● **DATASET CONTENT**

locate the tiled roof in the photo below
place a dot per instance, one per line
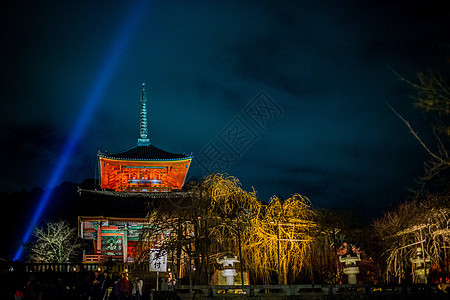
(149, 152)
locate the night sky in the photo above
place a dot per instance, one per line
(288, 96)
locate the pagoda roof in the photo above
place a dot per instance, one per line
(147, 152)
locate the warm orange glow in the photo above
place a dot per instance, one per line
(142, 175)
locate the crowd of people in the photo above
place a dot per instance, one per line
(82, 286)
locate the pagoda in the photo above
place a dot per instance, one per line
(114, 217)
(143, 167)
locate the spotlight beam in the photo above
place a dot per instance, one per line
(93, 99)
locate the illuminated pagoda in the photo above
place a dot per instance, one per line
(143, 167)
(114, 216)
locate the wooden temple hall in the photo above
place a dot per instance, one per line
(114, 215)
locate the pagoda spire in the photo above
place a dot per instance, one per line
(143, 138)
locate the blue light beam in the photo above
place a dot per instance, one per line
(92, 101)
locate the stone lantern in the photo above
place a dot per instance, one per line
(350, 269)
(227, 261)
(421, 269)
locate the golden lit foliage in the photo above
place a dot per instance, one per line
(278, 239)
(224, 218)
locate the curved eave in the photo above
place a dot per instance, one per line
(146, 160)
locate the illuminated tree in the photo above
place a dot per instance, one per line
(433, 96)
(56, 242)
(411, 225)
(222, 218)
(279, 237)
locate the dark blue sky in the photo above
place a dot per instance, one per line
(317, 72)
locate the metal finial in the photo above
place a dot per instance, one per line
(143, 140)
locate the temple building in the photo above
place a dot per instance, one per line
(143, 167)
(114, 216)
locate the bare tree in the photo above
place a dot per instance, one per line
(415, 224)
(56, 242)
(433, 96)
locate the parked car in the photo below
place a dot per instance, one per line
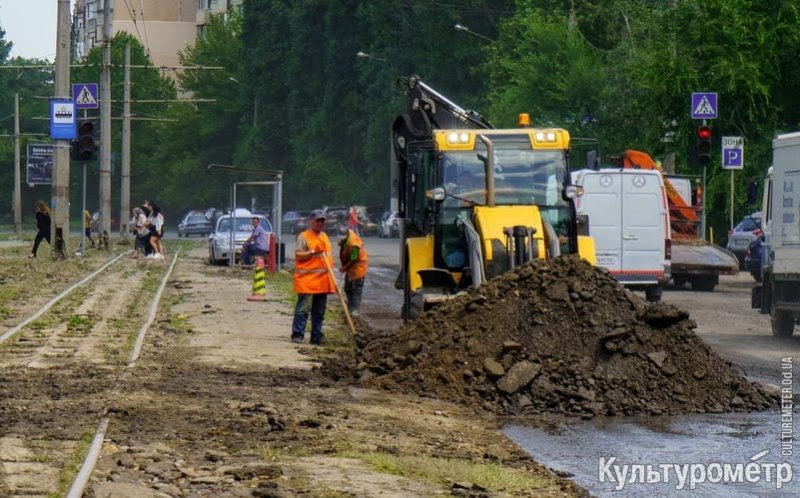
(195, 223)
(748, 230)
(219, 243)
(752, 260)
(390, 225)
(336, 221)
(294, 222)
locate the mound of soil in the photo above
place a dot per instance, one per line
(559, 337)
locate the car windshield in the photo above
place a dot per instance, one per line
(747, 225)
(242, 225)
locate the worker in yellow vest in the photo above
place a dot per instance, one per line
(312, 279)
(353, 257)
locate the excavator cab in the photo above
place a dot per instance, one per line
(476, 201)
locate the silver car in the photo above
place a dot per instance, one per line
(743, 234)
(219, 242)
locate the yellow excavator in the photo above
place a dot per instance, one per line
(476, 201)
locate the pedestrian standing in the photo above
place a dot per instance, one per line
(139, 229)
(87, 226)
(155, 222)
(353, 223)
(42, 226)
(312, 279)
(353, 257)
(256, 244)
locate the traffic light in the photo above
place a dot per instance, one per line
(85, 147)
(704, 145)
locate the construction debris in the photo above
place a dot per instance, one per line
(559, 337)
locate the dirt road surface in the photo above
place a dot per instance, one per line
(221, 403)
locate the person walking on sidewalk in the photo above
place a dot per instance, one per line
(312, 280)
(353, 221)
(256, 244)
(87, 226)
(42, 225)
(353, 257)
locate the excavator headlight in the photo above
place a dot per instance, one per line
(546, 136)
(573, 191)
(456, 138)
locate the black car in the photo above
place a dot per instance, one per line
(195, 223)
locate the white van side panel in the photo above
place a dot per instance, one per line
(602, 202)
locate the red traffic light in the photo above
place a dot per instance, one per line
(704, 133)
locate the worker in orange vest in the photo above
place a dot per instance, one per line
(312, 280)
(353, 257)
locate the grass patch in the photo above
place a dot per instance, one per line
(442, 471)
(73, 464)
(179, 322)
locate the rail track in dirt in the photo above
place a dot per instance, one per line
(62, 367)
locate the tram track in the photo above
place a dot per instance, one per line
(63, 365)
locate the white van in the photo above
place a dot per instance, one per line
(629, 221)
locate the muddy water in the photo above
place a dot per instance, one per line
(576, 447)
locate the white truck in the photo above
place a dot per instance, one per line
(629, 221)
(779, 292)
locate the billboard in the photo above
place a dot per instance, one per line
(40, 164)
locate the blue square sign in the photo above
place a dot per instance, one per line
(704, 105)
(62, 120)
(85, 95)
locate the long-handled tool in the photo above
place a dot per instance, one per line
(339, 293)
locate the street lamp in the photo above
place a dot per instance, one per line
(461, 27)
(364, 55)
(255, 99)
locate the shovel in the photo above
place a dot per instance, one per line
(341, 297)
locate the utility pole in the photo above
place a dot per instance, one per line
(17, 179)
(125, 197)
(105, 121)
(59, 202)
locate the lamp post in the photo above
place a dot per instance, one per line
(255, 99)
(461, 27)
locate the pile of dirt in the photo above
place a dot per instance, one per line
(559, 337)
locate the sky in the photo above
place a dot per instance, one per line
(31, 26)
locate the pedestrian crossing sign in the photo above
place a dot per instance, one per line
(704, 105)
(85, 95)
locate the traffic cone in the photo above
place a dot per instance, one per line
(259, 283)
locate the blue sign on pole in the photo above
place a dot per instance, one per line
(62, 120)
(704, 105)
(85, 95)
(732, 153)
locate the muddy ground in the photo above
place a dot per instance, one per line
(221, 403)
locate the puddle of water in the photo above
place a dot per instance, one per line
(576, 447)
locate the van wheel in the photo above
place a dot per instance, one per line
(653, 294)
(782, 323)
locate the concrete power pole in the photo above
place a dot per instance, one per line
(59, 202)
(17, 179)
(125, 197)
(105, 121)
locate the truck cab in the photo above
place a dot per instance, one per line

● **WHAT IS ASKED**
Only the lines from the one that contains "locate the shovel in the photo above" through the last line should be repeated, each exactly as it stands, with both ends included.

● **THE RESPONSE**
locate the shovel in the photo above
place a dot per instance, one per line
(341, 297)
locate the utility pole in the photo above
place a dot per instance, one per line
(17, 179)
(125, 197)
(105, 121)
(59, 202)
locate the lamp post in the photo above
place a dot per instance, one per line
(255, 99)
(461, 27)
locate the pile of dirt in the photo above
place a dot per instance, one per line
(559, 337)
locate the sky in the photo above
place a dot per instance, one per line
(31, 26)
locate the pedestrian crossing sign in the photo above
place a dot per instance, one per line
(704, 105)
(85, 95)
locate the traffic cone in the photo above
place a dot per instance, one per line
(259, 283)
locate the blue sign on pole in the photo above
place a dot per instance, one per line
(62, 120)
(704, 105)
(85, 95)
(732, 153)
locate the muddy ground in the photo above
place a dot per instance, one per line
(221, 403)
locate the puddle of water in the photo above
place a dot per instance, one per line
(576, 447)
locate the van wheel in the photo above
place a dot per instance, one per line
(653, 294)
(782, 323)
locate the concrete power pole in the photo above
place a dot per instance, one per line
(59, 202)
(17, 179)
(125, 197)
(105, 121)
locate the truck cab in the photo above
place a dot per instance, one per line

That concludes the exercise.